Data shown:

- - -

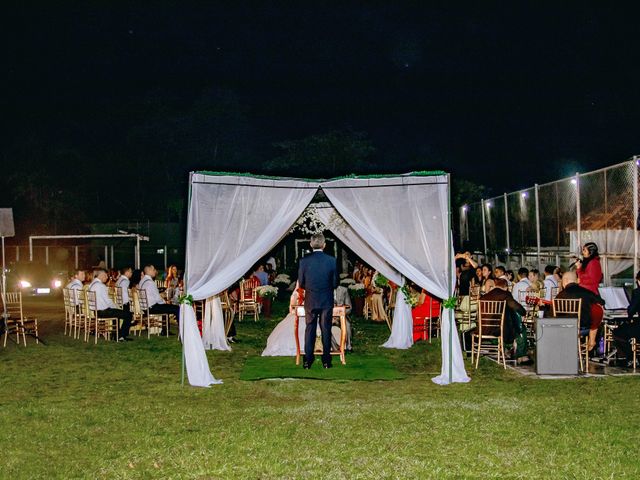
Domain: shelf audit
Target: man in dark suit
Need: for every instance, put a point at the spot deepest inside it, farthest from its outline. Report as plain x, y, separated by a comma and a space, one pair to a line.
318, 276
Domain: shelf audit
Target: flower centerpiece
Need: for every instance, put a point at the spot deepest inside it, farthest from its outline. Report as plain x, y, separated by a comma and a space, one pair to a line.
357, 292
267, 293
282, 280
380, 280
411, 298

- - -

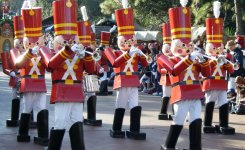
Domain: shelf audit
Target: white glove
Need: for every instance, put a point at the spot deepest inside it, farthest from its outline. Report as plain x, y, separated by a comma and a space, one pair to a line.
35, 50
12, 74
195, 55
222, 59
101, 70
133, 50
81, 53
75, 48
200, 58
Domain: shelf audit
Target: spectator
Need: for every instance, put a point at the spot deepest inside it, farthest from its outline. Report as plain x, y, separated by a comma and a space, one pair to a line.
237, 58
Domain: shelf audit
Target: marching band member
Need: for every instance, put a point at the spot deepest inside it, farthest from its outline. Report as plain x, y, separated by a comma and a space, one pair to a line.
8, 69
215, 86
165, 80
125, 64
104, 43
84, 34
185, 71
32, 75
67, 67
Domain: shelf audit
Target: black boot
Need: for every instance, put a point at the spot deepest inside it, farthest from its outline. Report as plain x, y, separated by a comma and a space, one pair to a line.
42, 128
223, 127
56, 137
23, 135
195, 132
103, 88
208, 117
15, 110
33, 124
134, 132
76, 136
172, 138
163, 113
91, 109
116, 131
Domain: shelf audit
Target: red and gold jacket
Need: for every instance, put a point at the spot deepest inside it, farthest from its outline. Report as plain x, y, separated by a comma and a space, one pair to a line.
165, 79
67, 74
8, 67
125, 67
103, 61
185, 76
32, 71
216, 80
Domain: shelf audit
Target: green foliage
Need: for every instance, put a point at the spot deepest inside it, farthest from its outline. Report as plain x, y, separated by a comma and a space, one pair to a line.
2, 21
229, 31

- - -

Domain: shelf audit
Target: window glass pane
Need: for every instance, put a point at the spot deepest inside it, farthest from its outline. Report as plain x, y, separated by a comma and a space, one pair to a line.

- - -

Your instructions:
Pull out every line of the data that contains the string "Target" and list those lines.

Answer below:
Target: man in dark suit
Target: flower centerpiece
Target: white glove
Target: spectator
Target: marching band member
Target: black boot
Target: red and gold jacket
Target: green foliage
Target: window glass pane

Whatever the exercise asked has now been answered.